*Exercise prompt*. Word for word, repeat the data that follows. Do not include the pictures.

Dataset entries
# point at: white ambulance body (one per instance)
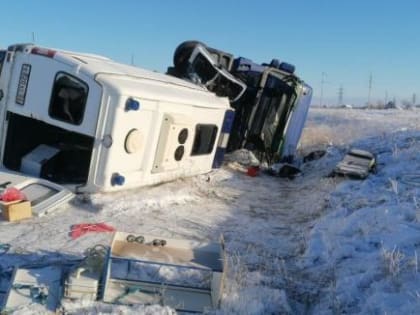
(98, 125)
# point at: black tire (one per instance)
(131, 238)
(140, 239)
(183, 52)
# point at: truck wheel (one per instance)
(183, 52)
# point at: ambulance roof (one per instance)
(129, 80)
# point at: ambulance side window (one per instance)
(68, 100)
(204, 139)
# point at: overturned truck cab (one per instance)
(98, 125)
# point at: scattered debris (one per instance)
(284, 170)
(185, 275)
(314, 155)
(356, 164)
(83, 282)
(78, 230)
(34, 286)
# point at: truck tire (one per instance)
(182, 54)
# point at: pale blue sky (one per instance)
(347, 40)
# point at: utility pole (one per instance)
(370, 88)
(340, 95)
(323, 74)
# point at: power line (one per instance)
(340, 95)
(370, 88)
(323, 74)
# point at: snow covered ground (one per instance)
(312, 245)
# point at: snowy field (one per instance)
(312, 245)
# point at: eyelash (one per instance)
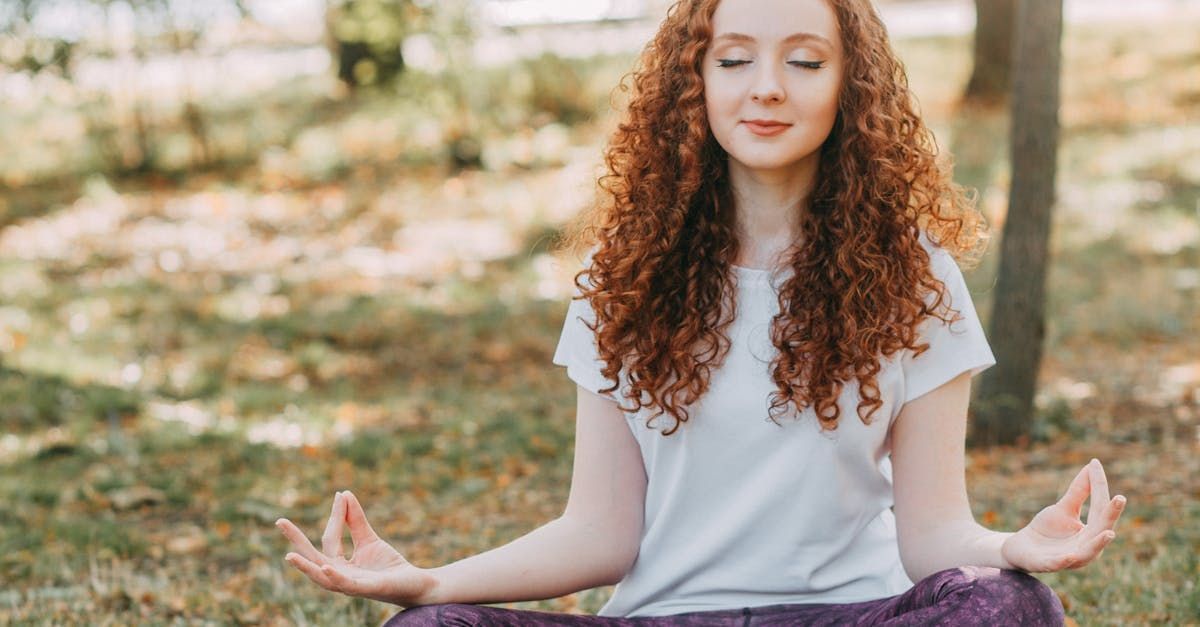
(735, 63)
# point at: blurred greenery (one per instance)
(204, 327)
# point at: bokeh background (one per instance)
(255, 251)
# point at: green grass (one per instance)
(433, 396)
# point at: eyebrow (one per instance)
(790, 39)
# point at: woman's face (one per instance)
(774, 61)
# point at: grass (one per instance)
(162, 406)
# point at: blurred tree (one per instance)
(1005, 406)
(366, 37)
(991, 77)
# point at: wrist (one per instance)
(433, 589)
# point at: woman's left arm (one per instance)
(934, 521)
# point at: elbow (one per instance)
(616, 544)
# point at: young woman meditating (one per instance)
(773, 346)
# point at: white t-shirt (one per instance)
(742, 512)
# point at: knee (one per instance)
(449, 615)
(419, 616)
(1019, 596)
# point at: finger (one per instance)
(1077, 493)
(300, 542)
(1108, 520)
(311, 569)
(343, 581)
(360, 530)
(331, 539)
(1099, 490)
(1091, 549)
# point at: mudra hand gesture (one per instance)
(1056, 538)
(375, 569)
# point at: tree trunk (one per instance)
(991, 77)
(1005, 406)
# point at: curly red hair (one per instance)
(663, 236)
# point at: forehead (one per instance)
(772, 21)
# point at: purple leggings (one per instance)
(958, 596)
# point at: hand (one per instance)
(1056, 538)
(375, 569)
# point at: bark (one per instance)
(1005, 406)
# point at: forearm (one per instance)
(961, 542)
(557, 559)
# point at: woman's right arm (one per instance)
(593, 543)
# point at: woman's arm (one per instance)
(593, 543)
(934, 521)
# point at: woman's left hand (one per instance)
(1056, 538)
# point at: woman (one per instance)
(773, 347)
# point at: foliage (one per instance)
(340, 312)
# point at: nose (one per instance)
(767, 88)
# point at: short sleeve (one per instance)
(953, 347)
(577, 347)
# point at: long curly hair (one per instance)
(663, 233)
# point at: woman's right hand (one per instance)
(373, 571)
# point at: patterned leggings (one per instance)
(964, 596)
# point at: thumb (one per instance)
(1077, 493)
(357, 519)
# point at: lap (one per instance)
(955, 596)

*Solution for this task*.
# point at: white ambulance body (one per instance)
(98, 125)
# point at: black tire (one per instance)
(131, 238)
(140, 239)
(183, 52)
# point at: truck wheel (one per instance)
(183, 52)
# point at: ambulance roof (one per instance)
(129, 80)
# point at: ambulance side window (one per instance)
(68, 100)
(204, 139)
# point at: overturned truck cab (one per instance)
(98, 125)
# point at: scattered debris (one per instance)
(284, 170)
(185, 275)
(314, 155)
(356, 164)
(83, 282)
(78, 230)
(34, 286)
# point at: truck tire (one per instance)
(182, 54)
# point at: pale blue sky (one per instance)
(347, 40)
# point at: utility pole (one per instance)
(370, 88)
(340, 95)
(323, 74)
# point at: power line (one per instance)
(340, 95)
(370, 88)
(323, 74)
# point at: snow covered ground (one per instance)
(312, 245)
# point at: snowy field (one per instance)
(312, 245)
# point at: eyelash (one per instance)
(735, 63)
# point at: blurred greenery (one per instance)
(204, 327)
# point at: bokeh background (one per instance)
(255, 251)
# point at: green grass (one per instance)
(433, 396)
# point at: eyebrow (one per instance)
(790, 39)
# point at: woman's face (one per instance)
(774, 61)
# point at: grass (one per instance)
(162, 406)
# point at: blurred tree (one per instance)
(1005, 406)
(366, 37)
(991, 77)
# point at: wrist (one per instance)
(433, 589)
# point at: woman's left arm (one per instance)
(934, 521)
# point at: elbow (one per instance)
(616, 544)
# point at: young woman meditating (one per instance)
(773, 346)
# point at: white t-shirt (one per instance)
(742, 512)
# point at: knee (one per instance)
(449, 615)
(419, 616)
(1019, 596)
# point at: finger (one per instance)
(1077, 493)
(300, 542)
(1108, 520)
(311, 569)
(343, 581)
(360, 530)
(331, 539)
(1099, 490)
(1091, 549)
# point at: mudra hand gesture (one per instance)
(1056, 538)
(375, 569)
# point at: tree trunk (one per instance)
(991, 77)
(1005, 406)
# point at: curly red hair (one per instance)
(663, 236)
# point at: forehead (one per instance)
(772, 21)
# point at: purple leggings (one per instance)
(958, 596)
# point at: hand (one per instance)
(1056, 538)
(375, 569)
# point at: bark (one per instance)
(1005, 406)
# point at: forearm (one per instance)
(961, 542)
(557, 559)
# point at: woman's right arm (one per instance)
(593, 543)
# point at: woman's arm (one per instance)
(593, 543)
(934, 521)
# point at: woman's left hand (one per instance)
(1056, 538)
# point at: woman (one per instance)
(773, 347)
# point at: foliage (one per instance)
(340, 312)
# point at: nose (one per instance)
(767, 88)
# point at: short sleeve (one per instance)
(953, 347)
(577, 347)
# point at: long curly hair (one per instance)
(663, 233)
# point at: woman's right hand (one per instance)
(373, 571)
# point at: patterned leggings (one per instance)
(964, 596)
# point at: thumb (one per instance)
(1077, 493)
(357, 519)
# point at: lap (one per instance)
(955, 596)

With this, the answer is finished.